STATED GOAL —
Transcribe the material word for word, but without the images.

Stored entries
--------
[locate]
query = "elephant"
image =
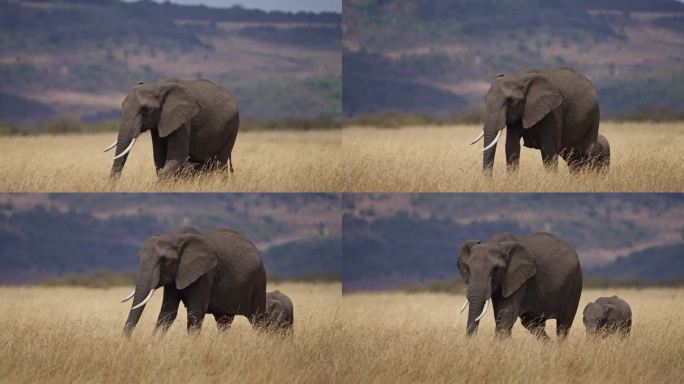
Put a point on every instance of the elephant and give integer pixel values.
(555, 111)
(608, 315)
(535, 277)
(279, 311)
(191, 122)
(217, 272)
(602, 151)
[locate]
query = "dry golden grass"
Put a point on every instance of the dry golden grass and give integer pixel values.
(644, 157)
(264, 162)
(69, 335)
(420, 338)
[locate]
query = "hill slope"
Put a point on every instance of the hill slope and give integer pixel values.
(54, 235)
(81, 57)
(393, 240)
(633, 51)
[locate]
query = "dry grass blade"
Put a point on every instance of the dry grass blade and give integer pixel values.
(645, 157)
(264, 162)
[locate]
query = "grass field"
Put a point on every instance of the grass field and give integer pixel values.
(644, 157)
(420, 338)
(266, 161)
(73, 335)
(69, 335)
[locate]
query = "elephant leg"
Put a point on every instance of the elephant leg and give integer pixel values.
(231, 143)
(196, 300)
(158, 150)
(505, 313)
(177, 152)
(512, 149)
(224, 322)
(574, 159)
(169, 309)
(562, 328)
(535, 324)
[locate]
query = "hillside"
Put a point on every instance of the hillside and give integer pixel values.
(59, 234)
(81, 57)
(443, 53)
(656, 264)
(391, 241)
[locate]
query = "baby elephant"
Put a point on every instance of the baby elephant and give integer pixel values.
(279, 312)
(608, 315)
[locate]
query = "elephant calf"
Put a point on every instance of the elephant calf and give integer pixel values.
(279, 311)
(608, 315)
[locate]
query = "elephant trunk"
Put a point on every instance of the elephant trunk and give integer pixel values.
(477, 298)
(495, 121)
(130, 128)
(143, 292)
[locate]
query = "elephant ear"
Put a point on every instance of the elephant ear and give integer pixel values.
(179, 106)
(521, 267)
(463, 257)
(197, 257)
(541, 98)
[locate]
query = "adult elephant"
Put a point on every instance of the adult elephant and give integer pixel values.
(535, 277)
(555, 111)
(193, 122)
(218, 272)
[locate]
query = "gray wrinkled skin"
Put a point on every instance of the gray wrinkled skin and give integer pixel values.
(216, 272)
(279, 311)
(608, 315)
(555, 111)
(533, 277)
(193, 125)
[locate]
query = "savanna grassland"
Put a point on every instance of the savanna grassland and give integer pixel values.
(67, 335)
(409, 338)
(645, 157)
(264, 161)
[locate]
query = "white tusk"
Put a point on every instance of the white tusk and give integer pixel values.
(484, 310)
(128, 149)
(111, 146)
(493, 143)
(144, 301)
(128, 297)
(477, 139)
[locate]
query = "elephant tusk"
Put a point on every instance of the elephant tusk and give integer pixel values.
(111, 146)
(128, 297)
(484, 310)
(493, 143)
(478, 138)
(144, 301)
(465, 304)
(125, 150)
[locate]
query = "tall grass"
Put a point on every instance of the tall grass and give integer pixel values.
(644, 157)
(67, 335)
(409, 338)
(268, 161)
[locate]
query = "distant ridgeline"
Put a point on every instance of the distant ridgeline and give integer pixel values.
(82, 248)
(437, 57)
(79, 57)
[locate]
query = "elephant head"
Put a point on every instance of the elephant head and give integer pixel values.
(178, 259)
(164, 106)
(596, 317)
(524, 98)
(492, 267)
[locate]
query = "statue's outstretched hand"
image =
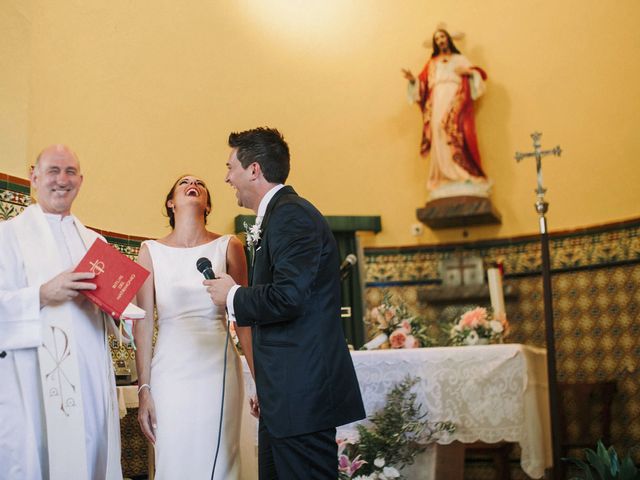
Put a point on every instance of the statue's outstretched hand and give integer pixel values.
(408, 75)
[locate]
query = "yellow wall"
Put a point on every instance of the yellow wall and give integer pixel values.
(146, 90)
(15, 59)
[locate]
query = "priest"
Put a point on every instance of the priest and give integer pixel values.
(58, 407)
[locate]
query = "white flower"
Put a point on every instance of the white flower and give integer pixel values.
(253, 234)
(390, 472)
(472, 338)
(496, 326)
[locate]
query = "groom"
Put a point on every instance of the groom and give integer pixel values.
(304, 375)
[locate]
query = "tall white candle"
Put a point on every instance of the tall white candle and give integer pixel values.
(495, 291)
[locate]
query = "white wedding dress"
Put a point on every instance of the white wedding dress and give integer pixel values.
(187, 369)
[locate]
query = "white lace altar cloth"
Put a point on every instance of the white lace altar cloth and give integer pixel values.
(491, 392)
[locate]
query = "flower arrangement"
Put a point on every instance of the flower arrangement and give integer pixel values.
(478, 326)
(393, 326)
(397, 434)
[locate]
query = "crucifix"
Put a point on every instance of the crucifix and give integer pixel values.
(542, 207)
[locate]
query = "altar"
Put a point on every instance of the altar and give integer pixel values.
(492, 393)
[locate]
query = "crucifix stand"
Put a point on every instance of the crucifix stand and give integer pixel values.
(542, 207)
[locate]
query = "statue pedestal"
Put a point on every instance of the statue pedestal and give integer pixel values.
(462, 211)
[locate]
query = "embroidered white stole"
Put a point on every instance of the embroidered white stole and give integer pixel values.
(57, 356)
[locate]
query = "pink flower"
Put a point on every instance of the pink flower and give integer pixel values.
(411, 342)
(390, 313)
(474, 318)
(398, 338)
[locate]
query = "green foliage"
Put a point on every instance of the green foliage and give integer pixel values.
(399, 431)
(604, 464)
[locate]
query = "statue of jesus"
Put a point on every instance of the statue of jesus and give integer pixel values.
(444, 91)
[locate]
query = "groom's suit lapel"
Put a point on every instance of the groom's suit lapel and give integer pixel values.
(279, 195)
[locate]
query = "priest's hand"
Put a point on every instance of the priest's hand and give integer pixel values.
(65, 287)
(219, 288)
(147, 415)
(254, 406)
--------
SOLUTION TO THIS EXERCISE —
[locate]
query = "elephant"
image =
Put a point on every instance of the elephant and give integer pixel values.
(555, 111)
(608, 315)
(535, 277)
(279, 311)
(191, 122)
(217, 272)
(602, 151)
[locate]
query = "dry golden grass"
Put a point on every instance of the dry golden grass and give integer pixel values.
(644, 157)
(264, 162)
(69, 335)
(420, 338)
[locate]
query = "hill slope"
Put a point on every instance of the hill slope and give integer pixel values.
(54, 235)
(81, 57)
(393, 240)
(633, 51)
[locate]
query = "dry grass blade"
Put a point on every instance of the dry grass blade and give integer pixel values.
(645, 157)
(264, 162)
[locate]
query = "grass field"
Put a point on every instance of the grass field and give integer pixel values.
(644, 157)
(420, 338)
(266, 161)
(73, 335)
(69, 335)
[locate]
query = "elephant leg"
Put a point on every instance of the elephant leg and give integer pixel values.
(231, 143)
(196, 300)
(158, 150)
(505, 313)
(177, 152)
(512, 149)
(224, 322)
(574, 159)
(169, 309)
(562, 328)
(535, 324)
[locate]
query = "hillside"
Put a point on every instance of the hillside and give integer pixel values.
(59, 234)
(81, 57)
(443, 53)
(656, 264)
(391, 241)
[locate]
query = "baby elephant"
Put a point on every instance of the baby elephant and give integer pixel values.
(279, 312)
(608, 315)
[locate]
query = "elephant calf"
Put a point on every instance of the elephant calf and give integer pixel values.
(279, 311)
(608, 315)
[locate]
query = "elephant trunk"
Put a point on every instance of the elephant trunk and give integer pixel values.
(477, 298)
(495, 121)
(130, 128)
(143, 292)
[locate]
query = "elephant ear"
Put a point on every instance of the elephant ear and give integer pixel values.
(179, 106)
(521, 267)
(463, 257)
(197, 257)
(541, 98)
[locate]
query = "adult elephant"
Put a point on every instance of the adult elephant and give integer pixel values.
(535, 277)
(555, 111)
(193, 122)
(218, 272)
[locate]
query = "gray wrinkled skin"
Put a point on every instance of the gray wrinkled skin and give integer pixel values.
(216, 272)
(279, 311)
(608, 315)
(555, 111)
(533, 277)
(193, 125)
[locate]
query = "savanna grassland"
Put a point on every instance of the savanna grassland and give integer pixel values.
(67, 335)
(409, 338)
(645, 157)
(264, 161)
[locate]
query = "white tusk"
Put a point on every instance of the white tusk and give integer pixel values.
(484, 310)
(128, 149)
(111, 146)
(493, 143)
(144, 301)
(128, 297)
(477, 139)
[locate]
query = "elephant tusk"
Put a point on every instance of the elephant tusk and give integer pixel values.
(111, 146)
(128, 297)
(484, 310)
(493, 143)
(478, 138)
(144, 301)
(465, 304)
(125, 150)
[locate]
query = "tall grass"
Put a point on every instance of the tall grass and give integer pixel values.
(644, 157)
(67, 335)
(409, 338)
(268, 161)
[locate]
query = "distant ridgeline"
Put a point on every instance of the distant ridgeline and give integer pixel values.
(82, 248)
(437, 57)
(79, 57)
[locate]
query = "elephant head"
Put a point on every instance of the elephant head and give integer pixel values.
(178, 259)
(164, 106)
(596, 317)
(524, 98)
(492, 267)
[locate]
query = "statue's outstretched hand"
image =
Put a point on every instance of the statue's outstretched hand and give integer pixel values.
(408, 75)
[locate]
query = "yellow wall"
Put a point on every instance of the yellow wall and give integer pixel values.
(146, 90)
(15, 59)
[locate]
query = "priest"
Put a point on every instance of the priest and give integer pixel values.
(58, 407)
[locate]
query = "white flower"
Put a point on every instance of the white flower and give integer pixel values.
(253, 234)
(390, 472)
(472, 338)
(496, 326)
[locate]
query = "groom"
Put a point on every instance of the groom and give integer pixel values.
(304, 375)
[locate]
query = "tall white candle"
Put a point on every instance of the tall white candle and give integer pixel values.
(495, 291)
[locate]
query = "white wedding dress"
Put a point on every instance of the white wedding dress and give integer pixel values.
(187, 369)
[locate]
query = "white lace altar cloth"
Put a point on every instance of the white lace altar cloth and give integer pixel values.
(491, 392)
[locate]
query = "flower arrangement"
Put a point on every instance of the flower arrangement and give integer pixel values.
(478, 326)
(393, 326)
(397, 434)
[locate]
query = "crucifix"
Put a point on every instance of the crucifix and give integer pixel values.
(542, 207)
[locate]
query = "altar"
Put a point on every instance of the altar and give integer pixel values.
(492, 393)
[locate]
query = "crucifix stand"
Put a point on every instance of the crucifix stand and give integer pixel values.
(542, 207)
[locate]
query = "statue pedestal"
Put a point on every instance of the statue pedestal and give integer pixel values.
(462, 211)
[locate]
query = "embroidered white stole"
Put a point on every instance of the embroidered white stole and give integer pixel values.
(57, 356)
[locate]
query = "pink flower"
Put a point on every instance of the pink flower and give integer pixel values.
(411, 342)
(390, 313)
(474, 318)
(398, 338)
[locate]
query = "green foliage"
Put a point on every instance of the green foliage and give integer pixel values.
(399, 431)
(604, 464)
[locate]
query = "statue of jesus"
Put a point on every instance of the statue of jesus and give integer pixel values.
(444, 91)
[locate]
query = "groom's suit lapel"
Put a point on every instance of the groom's suit lapel and give integer pixel values.
(279, 195)
[locate]
query = "priest's hand"
Put a point on every instance of the priest's hand and give integer pixel values.
(65, 287)
(219, 288)
(147, 415)
(254, 406)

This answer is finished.